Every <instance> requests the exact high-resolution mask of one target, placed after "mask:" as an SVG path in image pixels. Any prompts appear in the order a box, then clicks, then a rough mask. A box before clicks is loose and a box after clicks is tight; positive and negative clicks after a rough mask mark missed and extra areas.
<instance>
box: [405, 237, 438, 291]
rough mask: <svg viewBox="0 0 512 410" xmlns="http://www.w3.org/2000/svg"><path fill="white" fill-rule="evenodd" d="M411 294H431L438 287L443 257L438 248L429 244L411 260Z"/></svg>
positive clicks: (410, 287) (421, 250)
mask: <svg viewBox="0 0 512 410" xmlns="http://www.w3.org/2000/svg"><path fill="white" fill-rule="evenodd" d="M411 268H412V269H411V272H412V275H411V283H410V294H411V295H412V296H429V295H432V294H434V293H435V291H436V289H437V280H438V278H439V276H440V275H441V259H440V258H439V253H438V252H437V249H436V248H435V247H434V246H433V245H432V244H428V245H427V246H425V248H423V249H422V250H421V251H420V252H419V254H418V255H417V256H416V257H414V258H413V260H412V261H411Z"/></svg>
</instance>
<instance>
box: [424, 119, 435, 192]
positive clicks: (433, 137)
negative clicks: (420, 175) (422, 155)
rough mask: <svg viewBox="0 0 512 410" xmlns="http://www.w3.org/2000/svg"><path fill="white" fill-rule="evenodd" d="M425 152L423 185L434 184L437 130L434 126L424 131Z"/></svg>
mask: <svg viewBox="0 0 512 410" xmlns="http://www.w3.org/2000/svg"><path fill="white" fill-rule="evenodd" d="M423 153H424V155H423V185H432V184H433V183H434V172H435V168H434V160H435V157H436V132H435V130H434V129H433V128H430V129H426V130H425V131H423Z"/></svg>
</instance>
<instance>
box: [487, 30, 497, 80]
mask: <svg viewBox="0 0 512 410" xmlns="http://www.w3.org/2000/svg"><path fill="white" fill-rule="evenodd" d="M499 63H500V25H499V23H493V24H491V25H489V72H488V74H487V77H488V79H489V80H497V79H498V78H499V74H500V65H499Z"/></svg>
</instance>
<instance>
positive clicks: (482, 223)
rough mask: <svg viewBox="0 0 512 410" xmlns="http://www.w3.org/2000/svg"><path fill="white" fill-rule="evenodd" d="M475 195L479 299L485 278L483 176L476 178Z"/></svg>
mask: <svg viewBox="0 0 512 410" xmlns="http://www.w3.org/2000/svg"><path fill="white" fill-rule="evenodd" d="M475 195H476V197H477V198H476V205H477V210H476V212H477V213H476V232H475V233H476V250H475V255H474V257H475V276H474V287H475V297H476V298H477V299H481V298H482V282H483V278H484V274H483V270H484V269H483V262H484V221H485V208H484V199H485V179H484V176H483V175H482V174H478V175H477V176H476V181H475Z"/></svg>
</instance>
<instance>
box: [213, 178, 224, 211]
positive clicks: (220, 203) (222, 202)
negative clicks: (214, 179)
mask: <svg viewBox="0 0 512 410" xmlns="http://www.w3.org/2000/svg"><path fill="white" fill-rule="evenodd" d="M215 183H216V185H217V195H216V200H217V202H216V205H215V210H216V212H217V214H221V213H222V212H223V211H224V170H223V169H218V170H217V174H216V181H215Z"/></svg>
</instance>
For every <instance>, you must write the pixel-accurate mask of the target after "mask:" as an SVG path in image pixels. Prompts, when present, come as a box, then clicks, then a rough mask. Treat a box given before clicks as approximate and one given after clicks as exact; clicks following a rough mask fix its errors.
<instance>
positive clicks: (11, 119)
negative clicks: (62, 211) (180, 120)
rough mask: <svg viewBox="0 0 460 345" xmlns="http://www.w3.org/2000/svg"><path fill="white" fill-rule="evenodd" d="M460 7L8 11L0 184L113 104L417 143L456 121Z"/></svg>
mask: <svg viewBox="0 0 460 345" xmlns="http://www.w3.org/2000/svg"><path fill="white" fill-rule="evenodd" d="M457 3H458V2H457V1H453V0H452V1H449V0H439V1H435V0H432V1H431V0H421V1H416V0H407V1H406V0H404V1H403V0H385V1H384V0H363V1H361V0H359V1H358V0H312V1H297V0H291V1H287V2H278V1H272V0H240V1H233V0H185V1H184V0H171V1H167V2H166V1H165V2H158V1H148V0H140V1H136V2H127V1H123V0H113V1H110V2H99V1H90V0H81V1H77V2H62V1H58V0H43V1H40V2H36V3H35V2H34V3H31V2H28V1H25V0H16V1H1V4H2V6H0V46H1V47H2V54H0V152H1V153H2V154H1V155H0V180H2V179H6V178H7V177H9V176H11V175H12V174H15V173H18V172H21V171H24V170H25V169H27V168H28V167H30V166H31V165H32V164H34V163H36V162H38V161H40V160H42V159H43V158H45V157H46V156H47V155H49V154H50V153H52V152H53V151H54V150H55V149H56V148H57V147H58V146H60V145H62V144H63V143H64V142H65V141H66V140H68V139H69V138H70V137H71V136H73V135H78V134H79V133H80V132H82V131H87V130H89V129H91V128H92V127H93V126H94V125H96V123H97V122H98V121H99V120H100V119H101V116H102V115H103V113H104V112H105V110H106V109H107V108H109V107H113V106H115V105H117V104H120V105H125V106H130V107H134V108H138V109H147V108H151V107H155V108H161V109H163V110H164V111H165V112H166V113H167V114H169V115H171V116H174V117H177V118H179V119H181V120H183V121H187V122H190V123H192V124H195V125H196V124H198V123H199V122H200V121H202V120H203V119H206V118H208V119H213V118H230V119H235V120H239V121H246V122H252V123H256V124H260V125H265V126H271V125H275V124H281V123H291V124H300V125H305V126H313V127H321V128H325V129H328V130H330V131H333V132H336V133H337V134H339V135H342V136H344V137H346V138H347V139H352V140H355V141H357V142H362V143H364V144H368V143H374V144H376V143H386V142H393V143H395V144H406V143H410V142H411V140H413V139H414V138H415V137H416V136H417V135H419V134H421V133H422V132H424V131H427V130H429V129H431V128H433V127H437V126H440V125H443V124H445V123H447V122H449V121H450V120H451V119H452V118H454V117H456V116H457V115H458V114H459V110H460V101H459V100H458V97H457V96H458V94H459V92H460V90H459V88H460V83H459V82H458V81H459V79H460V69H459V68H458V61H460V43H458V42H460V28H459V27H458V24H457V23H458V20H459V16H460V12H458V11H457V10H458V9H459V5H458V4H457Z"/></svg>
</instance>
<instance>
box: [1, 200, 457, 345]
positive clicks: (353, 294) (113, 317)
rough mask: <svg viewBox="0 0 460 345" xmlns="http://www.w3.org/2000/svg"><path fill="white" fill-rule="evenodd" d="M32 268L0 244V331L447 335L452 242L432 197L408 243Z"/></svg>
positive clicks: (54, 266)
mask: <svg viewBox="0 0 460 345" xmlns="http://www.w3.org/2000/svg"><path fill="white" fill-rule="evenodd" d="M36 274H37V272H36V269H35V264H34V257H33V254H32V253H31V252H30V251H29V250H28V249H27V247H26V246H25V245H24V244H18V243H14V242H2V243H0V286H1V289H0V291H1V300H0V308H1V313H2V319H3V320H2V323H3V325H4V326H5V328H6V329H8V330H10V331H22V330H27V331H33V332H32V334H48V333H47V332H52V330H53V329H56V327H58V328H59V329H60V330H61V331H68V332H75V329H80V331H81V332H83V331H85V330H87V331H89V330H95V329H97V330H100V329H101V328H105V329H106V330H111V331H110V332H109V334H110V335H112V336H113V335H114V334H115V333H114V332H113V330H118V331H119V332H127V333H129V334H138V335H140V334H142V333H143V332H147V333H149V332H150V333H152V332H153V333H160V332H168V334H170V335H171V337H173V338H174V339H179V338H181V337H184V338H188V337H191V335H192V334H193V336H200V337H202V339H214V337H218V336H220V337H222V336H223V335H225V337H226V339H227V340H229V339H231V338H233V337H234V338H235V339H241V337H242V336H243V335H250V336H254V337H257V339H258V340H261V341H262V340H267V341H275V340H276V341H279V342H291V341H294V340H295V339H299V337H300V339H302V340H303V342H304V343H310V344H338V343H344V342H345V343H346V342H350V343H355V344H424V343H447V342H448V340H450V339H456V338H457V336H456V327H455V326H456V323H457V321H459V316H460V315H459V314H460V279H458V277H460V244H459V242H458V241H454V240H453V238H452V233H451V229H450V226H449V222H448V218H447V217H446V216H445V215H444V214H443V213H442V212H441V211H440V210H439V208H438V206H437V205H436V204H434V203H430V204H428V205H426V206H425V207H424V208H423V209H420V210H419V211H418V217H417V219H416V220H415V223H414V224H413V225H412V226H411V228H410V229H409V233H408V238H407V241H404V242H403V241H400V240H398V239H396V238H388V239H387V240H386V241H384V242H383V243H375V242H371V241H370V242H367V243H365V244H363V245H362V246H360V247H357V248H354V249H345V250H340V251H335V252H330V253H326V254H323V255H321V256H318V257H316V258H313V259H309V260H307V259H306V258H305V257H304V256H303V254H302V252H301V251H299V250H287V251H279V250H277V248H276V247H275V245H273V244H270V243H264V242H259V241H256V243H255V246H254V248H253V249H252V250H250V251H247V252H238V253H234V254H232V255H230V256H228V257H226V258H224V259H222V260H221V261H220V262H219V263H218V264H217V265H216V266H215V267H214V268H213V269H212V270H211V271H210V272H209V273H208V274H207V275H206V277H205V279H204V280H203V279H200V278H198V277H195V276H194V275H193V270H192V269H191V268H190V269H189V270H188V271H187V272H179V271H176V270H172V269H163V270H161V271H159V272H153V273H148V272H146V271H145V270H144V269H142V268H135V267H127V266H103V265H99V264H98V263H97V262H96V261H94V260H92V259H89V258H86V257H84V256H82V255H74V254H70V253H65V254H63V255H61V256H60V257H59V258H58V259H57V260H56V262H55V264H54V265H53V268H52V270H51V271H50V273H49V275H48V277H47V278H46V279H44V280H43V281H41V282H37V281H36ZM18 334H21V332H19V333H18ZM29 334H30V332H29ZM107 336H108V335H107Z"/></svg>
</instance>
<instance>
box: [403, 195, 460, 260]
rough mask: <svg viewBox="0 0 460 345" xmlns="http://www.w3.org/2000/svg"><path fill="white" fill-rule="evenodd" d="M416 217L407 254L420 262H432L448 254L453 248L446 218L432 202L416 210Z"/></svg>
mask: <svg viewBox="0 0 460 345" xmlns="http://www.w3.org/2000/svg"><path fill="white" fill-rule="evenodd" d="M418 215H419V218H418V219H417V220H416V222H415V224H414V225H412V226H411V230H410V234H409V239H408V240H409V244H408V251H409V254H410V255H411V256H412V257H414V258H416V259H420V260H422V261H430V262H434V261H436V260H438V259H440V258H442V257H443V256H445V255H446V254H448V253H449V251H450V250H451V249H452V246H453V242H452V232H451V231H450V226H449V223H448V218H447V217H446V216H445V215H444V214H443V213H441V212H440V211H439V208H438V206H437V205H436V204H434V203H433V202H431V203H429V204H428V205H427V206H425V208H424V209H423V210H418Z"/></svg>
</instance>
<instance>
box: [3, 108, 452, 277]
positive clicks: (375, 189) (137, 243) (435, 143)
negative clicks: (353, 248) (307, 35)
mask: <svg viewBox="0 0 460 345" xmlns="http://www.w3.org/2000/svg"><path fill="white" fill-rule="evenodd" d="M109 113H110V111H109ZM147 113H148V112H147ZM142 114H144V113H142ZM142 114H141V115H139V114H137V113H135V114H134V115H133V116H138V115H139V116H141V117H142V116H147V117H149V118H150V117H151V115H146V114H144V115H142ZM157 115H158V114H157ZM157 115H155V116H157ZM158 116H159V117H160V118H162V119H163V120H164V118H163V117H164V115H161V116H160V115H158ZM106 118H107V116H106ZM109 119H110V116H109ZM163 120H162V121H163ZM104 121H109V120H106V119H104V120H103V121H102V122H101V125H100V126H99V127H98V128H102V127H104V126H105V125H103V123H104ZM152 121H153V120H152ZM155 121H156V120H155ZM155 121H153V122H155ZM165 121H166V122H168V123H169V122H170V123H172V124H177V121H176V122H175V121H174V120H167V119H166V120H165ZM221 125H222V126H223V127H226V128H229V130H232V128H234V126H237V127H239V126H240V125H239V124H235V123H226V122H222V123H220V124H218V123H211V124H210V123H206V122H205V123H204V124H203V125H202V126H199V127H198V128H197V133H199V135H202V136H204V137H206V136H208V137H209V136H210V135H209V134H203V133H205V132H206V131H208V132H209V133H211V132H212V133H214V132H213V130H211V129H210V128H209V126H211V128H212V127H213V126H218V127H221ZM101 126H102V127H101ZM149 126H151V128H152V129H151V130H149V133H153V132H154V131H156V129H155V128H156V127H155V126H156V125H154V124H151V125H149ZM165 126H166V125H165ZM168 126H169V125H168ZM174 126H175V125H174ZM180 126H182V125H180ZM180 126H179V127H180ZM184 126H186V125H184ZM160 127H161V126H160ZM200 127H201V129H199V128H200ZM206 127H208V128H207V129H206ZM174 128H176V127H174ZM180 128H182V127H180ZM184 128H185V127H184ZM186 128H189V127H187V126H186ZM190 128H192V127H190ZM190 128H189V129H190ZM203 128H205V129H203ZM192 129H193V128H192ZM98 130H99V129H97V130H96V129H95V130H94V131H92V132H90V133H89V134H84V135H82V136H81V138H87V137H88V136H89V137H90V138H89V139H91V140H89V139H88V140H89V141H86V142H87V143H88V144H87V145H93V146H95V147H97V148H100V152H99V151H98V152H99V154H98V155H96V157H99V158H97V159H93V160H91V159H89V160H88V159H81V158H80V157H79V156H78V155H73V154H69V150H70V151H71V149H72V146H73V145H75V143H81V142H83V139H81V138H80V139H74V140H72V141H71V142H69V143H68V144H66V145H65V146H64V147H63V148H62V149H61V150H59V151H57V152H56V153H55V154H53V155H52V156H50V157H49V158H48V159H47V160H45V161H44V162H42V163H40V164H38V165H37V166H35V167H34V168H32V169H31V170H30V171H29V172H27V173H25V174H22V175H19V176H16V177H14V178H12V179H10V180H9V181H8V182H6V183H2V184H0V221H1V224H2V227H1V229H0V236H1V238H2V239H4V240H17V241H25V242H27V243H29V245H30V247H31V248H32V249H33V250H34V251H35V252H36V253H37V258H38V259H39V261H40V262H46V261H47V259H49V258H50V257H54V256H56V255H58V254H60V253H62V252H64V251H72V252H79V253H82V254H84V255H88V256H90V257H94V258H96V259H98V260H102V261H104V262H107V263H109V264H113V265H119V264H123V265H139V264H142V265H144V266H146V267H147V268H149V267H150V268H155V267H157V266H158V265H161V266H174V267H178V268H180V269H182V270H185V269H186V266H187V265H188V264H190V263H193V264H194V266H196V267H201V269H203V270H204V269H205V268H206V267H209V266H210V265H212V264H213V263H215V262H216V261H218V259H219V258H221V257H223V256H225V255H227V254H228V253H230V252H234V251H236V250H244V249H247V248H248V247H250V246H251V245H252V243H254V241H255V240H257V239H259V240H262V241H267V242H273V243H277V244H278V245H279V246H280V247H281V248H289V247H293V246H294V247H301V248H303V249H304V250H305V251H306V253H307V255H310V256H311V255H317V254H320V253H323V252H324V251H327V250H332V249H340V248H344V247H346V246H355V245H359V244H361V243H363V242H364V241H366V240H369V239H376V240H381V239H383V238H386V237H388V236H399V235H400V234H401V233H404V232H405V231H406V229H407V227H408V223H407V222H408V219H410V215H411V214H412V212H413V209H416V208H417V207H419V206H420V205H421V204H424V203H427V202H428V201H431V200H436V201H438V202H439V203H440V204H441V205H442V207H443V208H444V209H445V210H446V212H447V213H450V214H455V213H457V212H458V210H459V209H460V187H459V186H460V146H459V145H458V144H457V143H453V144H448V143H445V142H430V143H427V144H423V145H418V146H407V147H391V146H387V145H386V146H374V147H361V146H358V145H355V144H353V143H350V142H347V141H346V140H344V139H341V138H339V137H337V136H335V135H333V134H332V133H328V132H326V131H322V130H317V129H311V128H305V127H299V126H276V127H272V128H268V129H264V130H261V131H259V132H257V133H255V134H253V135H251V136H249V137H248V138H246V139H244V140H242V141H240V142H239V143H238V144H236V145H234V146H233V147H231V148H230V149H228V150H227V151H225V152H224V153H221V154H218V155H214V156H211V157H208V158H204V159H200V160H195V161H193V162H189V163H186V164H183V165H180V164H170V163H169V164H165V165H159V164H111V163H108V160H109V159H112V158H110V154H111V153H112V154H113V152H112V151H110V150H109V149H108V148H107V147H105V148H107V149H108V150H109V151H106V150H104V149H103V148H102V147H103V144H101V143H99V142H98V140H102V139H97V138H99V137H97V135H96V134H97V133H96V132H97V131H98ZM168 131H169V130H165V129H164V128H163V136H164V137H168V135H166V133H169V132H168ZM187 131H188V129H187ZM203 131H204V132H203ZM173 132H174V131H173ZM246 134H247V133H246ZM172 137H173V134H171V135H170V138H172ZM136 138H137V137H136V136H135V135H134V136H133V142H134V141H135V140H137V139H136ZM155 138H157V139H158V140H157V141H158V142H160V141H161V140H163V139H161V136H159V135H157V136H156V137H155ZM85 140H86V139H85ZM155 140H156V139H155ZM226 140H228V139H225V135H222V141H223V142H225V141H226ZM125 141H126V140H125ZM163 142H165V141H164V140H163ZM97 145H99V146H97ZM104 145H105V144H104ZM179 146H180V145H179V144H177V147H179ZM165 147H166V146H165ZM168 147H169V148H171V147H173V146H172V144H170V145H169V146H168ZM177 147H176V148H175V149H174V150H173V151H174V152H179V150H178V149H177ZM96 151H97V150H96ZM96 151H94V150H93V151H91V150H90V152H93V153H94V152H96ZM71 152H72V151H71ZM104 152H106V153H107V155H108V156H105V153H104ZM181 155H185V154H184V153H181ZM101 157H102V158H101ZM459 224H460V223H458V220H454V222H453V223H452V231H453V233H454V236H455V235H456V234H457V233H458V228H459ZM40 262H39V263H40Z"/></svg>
····················
#### [EXERCISE OBJECTIVE]
Rewrite everything from the start of the records above down through the line containing "box: [405, 237, 438, 291]", with "target" replaced by "object" and everything else left unchanged.

#### [RESPONSE TO THIS EXERCISE]
Every <instance> requests the exact high-resolution mask of one object, placed after "mask:" as an SVG path in image pixels. Any prompts appear in the order a box, then clicks, then a rough mask. A box before clicks is loose and a box after clicks is tight; positive and negative clicks after a rough mask mark missed and extra areas.
<instance>
box: [405, 237, 438, 291]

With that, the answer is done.